▶ Texte proposé
Basse-Terre-Capitale. Vendredi 15 Novembre 2019. CCN. C’est devant une salle comble et un public intergénérationnel que le slameur, poète et essayiste, Abd Al Malik a présenté son nouveau spectacle « le jeune noir à l’épée », jeudi soir sur la scène de l’Archipel. Il était accompagné de ses deux musiciens et de ses 4 danseurs.
Au moment où le MACTe présente « Le modèle noir de Géricault à Matisse », exposition dans laquelle on peut retrouver l’œuvre du peintre Pierre Puvis de Chavannes intitulé « le jeune noir à l’épée », l’ Artchipel scène nationale a reçu le jeudi 7 novembre Abd al Malik avec son spectacle éponyme, inspiré de l’œuvre picturale. En solo, il a eu le plaisir de conter quelques lectures au Mémorial Acte le mardi qui a précédé son spectacle.
Quelle coïncidence me direz-vous ?
Point du tout !
Invité par le Quai d’Orsay à créer l’évènement autour de l’exposition et en découvrant l’œuvre de Puvis de Chavannes, l’artiste reçoit en pleine figure tous les symboles de la construction racialisée et racisée du regard de l’autre.
Se crée alors dans son imaginaire, un parallèle entre le monde de ce jeune modèle noir, et sa propre histoire émergeant du monde des cités HLM.
Ce récit ou plutôt devrions-nous dire cette rébellion poétique, illustrée par une chorégraphie absolument envoutante, signée du burkinabé Salia Sanou, met en lumière de nombreuses scènes vécues par l’artiste et la diaspora noire d’hier à nos jours.
Ce spectacle est une narration sur le questionnement de l’identité.
Dès son premier slam accompagné de ses musiciens Mattéo Falkone et Bilal, Malik pose les
premiers jalons : « A l’époque je me disais, comment pourrais-je m’aimer Si sans cesse je dois lutter ? Et comment pouvais-je t’aimer ? »
L’homme noir est un éternel combattant ! Face à l’adversité que renvoie sa couleur de peau, face aux préjugés infondés et insensés, face à sa condition sociale, culturelle et sociétale, face à son histoire passée et présente, celle des banlieues, et d’ailleurs… face à la situation politique gangrénée des pays dont il est enraciné, et qui ont subi la colonisation.
En introduisant son propos avec un extrait du poème de Baudelaire « Bénédiction », où la mère maudit son enfant parce qu’il est poète, l’artiste s’interroge de façon allégorique et nous demande si être noir est une malédiction.

Annotations spatiales:
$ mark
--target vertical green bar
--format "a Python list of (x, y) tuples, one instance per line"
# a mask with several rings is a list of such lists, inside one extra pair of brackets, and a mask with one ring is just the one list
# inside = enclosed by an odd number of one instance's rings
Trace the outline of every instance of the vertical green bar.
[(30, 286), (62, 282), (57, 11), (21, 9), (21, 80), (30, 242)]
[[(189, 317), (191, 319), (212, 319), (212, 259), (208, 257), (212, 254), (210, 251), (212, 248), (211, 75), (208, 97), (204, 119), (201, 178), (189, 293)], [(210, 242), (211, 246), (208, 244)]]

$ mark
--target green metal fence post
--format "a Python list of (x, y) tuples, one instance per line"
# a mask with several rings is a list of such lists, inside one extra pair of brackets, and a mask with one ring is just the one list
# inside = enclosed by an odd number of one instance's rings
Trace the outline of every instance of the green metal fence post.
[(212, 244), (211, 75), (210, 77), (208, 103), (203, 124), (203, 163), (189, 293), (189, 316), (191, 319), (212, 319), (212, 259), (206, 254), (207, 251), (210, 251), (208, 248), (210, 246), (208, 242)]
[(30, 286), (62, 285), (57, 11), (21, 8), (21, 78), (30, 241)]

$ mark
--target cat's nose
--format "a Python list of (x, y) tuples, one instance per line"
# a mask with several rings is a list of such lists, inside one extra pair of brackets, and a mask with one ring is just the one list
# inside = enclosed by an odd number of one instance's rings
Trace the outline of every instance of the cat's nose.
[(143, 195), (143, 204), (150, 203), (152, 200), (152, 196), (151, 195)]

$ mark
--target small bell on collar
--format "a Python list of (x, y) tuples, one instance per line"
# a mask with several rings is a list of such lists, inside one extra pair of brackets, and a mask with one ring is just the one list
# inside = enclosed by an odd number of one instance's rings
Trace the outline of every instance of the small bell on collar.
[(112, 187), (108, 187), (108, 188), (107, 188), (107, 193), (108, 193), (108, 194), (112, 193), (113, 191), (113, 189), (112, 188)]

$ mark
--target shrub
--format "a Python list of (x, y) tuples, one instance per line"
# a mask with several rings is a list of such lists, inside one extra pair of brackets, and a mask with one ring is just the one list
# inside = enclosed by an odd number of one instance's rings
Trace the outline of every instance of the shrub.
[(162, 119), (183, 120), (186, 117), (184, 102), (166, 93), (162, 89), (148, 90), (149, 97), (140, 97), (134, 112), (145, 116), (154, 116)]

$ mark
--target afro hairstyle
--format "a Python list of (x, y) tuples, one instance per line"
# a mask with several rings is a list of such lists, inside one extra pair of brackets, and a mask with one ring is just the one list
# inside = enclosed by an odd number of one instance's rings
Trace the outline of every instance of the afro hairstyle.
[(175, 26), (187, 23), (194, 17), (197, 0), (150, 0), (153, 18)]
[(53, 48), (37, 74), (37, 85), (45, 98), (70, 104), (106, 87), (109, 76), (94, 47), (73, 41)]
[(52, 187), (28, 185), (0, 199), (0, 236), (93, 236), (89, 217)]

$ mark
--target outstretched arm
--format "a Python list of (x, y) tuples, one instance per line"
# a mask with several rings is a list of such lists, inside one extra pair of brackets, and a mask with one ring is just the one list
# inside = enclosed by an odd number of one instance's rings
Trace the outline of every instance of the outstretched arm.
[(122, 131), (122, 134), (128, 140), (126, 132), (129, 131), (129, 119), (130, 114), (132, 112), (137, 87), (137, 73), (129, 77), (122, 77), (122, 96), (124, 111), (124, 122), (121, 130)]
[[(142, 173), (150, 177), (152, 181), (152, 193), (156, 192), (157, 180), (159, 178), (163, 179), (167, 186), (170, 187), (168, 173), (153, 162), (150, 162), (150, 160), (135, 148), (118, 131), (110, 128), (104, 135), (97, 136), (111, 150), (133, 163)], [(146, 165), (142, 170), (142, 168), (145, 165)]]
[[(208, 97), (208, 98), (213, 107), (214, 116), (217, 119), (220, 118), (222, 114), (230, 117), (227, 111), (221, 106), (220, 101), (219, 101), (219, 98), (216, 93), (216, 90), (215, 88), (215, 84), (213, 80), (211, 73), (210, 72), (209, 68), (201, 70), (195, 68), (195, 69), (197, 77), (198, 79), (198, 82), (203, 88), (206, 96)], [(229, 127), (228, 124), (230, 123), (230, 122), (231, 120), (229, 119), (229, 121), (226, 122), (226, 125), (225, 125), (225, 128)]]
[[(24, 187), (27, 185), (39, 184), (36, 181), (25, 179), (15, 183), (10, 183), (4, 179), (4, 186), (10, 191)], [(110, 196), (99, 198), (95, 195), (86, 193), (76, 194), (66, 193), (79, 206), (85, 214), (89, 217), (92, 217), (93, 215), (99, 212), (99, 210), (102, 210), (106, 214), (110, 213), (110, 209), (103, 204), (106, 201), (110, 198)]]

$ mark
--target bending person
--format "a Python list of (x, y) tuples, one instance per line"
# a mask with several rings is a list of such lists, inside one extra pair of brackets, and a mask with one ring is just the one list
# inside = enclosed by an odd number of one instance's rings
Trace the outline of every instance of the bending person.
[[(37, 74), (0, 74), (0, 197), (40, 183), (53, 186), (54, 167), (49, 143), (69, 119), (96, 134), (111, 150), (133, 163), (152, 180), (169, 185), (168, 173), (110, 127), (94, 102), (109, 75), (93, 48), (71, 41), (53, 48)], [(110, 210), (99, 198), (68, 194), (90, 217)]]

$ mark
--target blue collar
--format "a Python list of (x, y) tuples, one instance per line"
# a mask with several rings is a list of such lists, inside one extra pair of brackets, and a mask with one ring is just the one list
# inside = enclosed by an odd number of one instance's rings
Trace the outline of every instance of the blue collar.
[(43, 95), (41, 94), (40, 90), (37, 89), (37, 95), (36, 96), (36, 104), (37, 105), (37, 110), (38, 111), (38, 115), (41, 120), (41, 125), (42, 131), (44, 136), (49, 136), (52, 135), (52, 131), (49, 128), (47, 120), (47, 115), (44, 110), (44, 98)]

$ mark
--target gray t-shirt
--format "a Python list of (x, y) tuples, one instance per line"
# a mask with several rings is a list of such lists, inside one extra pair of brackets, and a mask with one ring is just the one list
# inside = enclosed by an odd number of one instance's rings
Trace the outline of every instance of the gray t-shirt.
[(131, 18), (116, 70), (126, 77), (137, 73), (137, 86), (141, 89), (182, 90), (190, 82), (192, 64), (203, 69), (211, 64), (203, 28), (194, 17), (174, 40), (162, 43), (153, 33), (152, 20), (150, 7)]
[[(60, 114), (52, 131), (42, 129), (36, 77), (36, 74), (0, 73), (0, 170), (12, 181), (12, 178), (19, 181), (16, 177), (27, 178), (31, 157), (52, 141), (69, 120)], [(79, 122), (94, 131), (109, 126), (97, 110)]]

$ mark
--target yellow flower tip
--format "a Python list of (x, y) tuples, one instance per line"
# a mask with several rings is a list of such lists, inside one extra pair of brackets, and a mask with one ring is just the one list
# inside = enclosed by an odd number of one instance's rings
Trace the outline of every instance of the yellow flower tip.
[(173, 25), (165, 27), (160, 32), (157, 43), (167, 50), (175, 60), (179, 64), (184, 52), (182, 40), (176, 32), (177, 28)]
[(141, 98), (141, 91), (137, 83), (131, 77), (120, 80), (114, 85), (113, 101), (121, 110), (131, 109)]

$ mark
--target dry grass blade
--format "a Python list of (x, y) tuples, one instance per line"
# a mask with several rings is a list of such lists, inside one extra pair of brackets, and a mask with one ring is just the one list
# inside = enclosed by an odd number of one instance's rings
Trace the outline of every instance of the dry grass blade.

▶ Consignes
a) D'après l'article sur le spectacle d'Abd Al Malik, qui a signé la chorégraphie de « le jeune noir à l'épée » ?
b) Recopiez à l'identique le passage de l'article sur le spectacle d'Abd Al Malik qui va de "Quelle coïncidence me" jusqu'à "regard de l’autre.".

▶ Réponses ci-dessous
a) Le Burkinabé Salia Sanou.

b)
Quelle coïncidence me direz-vous ?
Point du tout !
Invité par le Quai d’Orsay à créer l’évènement autour de l’exposition et en découvrant l’œuvre de Puvis de Chavannes, l’artiste reçoit en pleine figure tous les symboles de la construction racialisée et racisée du regard de l’autre.